**Required work:** Rewrite the material below, replacing every occurrence of "table surface" with "tabletop" and leaving everything else untouched.

**Record set:**
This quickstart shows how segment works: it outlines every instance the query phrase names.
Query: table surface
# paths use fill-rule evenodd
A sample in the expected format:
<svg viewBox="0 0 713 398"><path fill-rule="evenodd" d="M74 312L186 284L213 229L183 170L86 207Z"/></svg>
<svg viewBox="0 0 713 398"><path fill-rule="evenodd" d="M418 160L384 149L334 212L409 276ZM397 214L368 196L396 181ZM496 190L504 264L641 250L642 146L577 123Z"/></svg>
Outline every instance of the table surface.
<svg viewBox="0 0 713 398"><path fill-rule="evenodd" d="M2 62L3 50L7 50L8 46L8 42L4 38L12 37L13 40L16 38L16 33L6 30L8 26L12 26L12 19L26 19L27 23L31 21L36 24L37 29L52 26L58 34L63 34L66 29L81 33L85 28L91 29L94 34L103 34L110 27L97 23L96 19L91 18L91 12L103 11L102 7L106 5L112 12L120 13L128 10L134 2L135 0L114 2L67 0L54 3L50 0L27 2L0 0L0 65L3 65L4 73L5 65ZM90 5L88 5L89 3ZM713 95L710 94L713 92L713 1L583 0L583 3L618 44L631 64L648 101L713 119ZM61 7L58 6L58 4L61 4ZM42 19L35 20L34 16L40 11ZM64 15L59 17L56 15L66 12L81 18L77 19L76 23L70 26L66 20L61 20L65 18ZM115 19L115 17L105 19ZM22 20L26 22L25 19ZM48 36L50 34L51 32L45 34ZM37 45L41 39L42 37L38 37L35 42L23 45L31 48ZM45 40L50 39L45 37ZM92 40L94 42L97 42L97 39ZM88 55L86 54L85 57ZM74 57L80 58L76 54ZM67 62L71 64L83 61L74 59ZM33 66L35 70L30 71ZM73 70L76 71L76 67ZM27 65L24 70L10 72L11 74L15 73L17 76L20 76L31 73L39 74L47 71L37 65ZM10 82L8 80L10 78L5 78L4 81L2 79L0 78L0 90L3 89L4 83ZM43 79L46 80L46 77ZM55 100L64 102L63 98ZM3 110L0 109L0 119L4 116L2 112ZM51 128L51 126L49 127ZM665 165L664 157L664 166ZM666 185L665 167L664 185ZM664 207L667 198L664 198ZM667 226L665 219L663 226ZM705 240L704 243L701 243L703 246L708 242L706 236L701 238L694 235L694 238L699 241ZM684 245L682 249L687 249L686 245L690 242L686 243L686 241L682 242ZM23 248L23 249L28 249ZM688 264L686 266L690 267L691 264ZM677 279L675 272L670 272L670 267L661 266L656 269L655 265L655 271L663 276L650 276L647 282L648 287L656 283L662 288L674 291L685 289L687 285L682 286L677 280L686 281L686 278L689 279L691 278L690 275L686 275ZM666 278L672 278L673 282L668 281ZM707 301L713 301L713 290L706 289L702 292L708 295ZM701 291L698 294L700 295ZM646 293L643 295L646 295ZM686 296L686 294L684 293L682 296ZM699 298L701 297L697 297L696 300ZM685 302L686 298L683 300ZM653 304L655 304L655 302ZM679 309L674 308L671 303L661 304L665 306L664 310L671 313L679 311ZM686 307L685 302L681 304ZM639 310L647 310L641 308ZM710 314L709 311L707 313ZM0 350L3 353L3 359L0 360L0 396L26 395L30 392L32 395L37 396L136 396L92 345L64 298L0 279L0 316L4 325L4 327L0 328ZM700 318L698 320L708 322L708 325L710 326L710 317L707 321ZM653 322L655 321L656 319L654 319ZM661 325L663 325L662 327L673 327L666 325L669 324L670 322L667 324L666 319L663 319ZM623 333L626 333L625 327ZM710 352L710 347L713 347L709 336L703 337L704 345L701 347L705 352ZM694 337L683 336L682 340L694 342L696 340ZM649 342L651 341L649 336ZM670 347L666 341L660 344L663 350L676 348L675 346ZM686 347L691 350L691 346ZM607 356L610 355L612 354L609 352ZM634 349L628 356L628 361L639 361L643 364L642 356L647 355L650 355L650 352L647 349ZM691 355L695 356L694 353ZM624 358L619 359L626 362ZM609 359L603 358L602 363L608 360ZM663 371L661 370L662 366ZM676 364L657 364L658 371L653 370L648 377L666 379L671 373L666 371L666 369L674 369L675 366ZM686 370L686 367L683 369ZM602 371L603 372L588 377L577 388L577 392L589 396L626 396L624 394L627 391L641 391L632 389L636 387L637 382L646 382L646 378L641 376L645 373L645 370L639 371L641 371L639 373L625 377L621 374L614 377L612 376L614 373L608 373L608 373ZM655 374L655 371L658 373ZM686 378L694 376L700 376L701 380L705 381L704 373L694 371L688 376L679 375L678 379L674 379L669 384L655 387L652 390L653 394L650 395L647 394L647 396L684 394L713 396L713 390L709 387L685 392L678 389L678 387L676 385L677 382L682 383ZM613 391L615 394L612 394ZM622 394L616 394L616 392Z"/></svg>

**Written reply:**
This quickstart shows how segment works: it outlines every instance the query phrase names.
Query: tabletop
# paths use fill-rule evenodd
A sample in the expected format:
<svg viewBox="0 0 713 398"><path fill-rule="evenodd" d="M74 312L186 284L213 229L183 170L86 207Z"/></svg>
<svg viewBox="0 0 713 398"><path fill-rule="evenodd" d="M418 160L384 149L334 212L409 276ZM397 214L368 196L396 181ZM496 190L504 264L641 250L642 146L577 123Z"/></svg>
Outline every instance of the tabletop.
<svg viewBox="0 0 713 398"><path fill-rule="evenodd" d="M2 62L3 50L7 50L8 46L8 42L4 38L12 37L13 40L16 38L16 33L6 30L8 26L12 26L12 19L26 19L27 23L31 21L36 24L37 29L52 26L58 34L63 34L66 29L81 33L85 28L91 29L94 34L103 34L110 27L97 23L96 19L91 18L91 12L103 11L102 7L106 5L112 12L120 13L128 10L134 2L135 0L114 2L67 0L54 3L50 0L27 2L0 0L0 65L3 65L4 73L5 65ZM90 5L88 5L89 3ZM713 95L710 94L713 92L713 1L583 0L583 3L618 44L631 64L648 101L713 119ZM61 7L58 6L58 4L61 4ZM42 19L35 20L34 16L40 11ZM64 15L59 17L56 15L66 12L81 18L77 19L76 23L70 26L66 20L61 20L65 18ZM115 19L115 17L105 19ZM22 20L26 22L25 19ZM48 36L50 34L51 32L45 34ZM37 45L41 39L42 37L38 37L35 42L23 45L31 48ZM45 40L50 39L45 37ZM92 40L94 42L97 42L97 39ZM88 55L86 54L85 57ZM74 57L80 58L76 54ZM67 62L71 64L83 61L74 59ZM33 66L35 70L30 71ZM73 70L76 71L76 67ZM27 65L24 70L10 72L11 74L15 73L17 76L20 76L31 73L39 74L47 71L37 65ZM10 82L8 80L10 78L5 78L4 81L2 79L0 78L0 90L3 89L4 83ZM43 79L46 80L46 77ZM55 100L64 102L63 98ZM3 110L0 109L0 119L4 116L2 112ZM51 128L51 126L49 127ZM665 165L664 157L664 166ZM666 185L665 167L664 185ZM664 207L667 198L664 198ZM667 226L665 219L663 226ZM705 240L704 243L701 243L703 246L708 242L706 236L701 238L694 235L694 238L699 241ZM684 245L682 249L687 249L686 245L690 242L686 243L686 241L682 242ZM23 248L23 249L28 249ZM688 264L686 266L690 267L691 264ZM677 279L675 272L670 272L670 267L661 266L656 269L655 265L655 271L663 276L650 276L647 282L648 287L656 283L662 288L674 291L685 289L687 285L682 286L677 280L686 281L686 278L689 279L691 278L690 275L686 275ZM666 278L672 278L673 282L668 281ZM707 301L713 301L713 290L706 289L702 292L708 295ZM701 291L698 294L700 295ZM646 293L643 295L646 295ZM686 296L686 294L684 293L682 296ZM699 298L701 297L697 297L696 300ZM685 302L686 298L683 300ZM653 304L655 304L655 302ZM679 309L674 308L671 303L661 304L665 306L664 310L671 313L679 311ZM686 307L685 302L681 304ZM639 310L647 310L641 308ZM710 314L709 311L707 313ZM0 350L3 353L3 359L0 360L0 396L26 395L30 392L32 395L37 396L136 396L92 345L64 298L0 279L0 316L4 325L4 327L0 328ZM700 318L698 320L708 322L708 325L710 326L710 317L707 321ZM653 322L655 321L656 319L654 319ZM661 325L663 325L662 327L673 327L666 325L669 324L670 322L667 324L666 319L663 319ZM623 333L626 333L625 327ZM710 352L710 347L713 347L709 336L703 337L704 345L701 347L705 352ZM694 337L683 336L682 340L694 342L696 340ZM649 342L651 341L649 336ZM670 347L666 341L660 344L663 350L676 348L675 346ZM686 347L691 350L691 346ZM607 356L610 355L612 354L609 352ZM634 349L628 356L628 361L639 361L643 364L642 356L647 355L650 355L650 352L647 349ZM691 355L695 356L694 353ZM624 358L619 359L626 362ZM609 359L603 358L602 363L608 360ZM663 371L661 370L662 366ZM676 364L657 364L658 371L653 370L648 377L666 379L671 373L666 371L666 369L674 369L675 366ZM686 370L686 367L683 369ZM602 371L603 372L588 377L577 388L577 392L589 396L626 396L624 394L627 391L641 391L632 389L636 387L637 382L646 382L646 378L641 376L645 373L645 370L639 371L641 371L639 373L625 377L621 374L614 377L612 376L614 373L608 373L608 373ZM655 374L655 371L658 373ZM686 378L694 376L700 376L701 380L705 381L704 373L694 371L688 376L679 375L678 379L674 379L669 384L655 387L652 390L653 394L650 395L647 394L647 396L684 394L713 396L713 390L709 387L685 392L678 389L678 387L676 385L677 382L682 383ZM613 391L615 394L612 394ZM622 394L616 394L616 392Z"/></svg>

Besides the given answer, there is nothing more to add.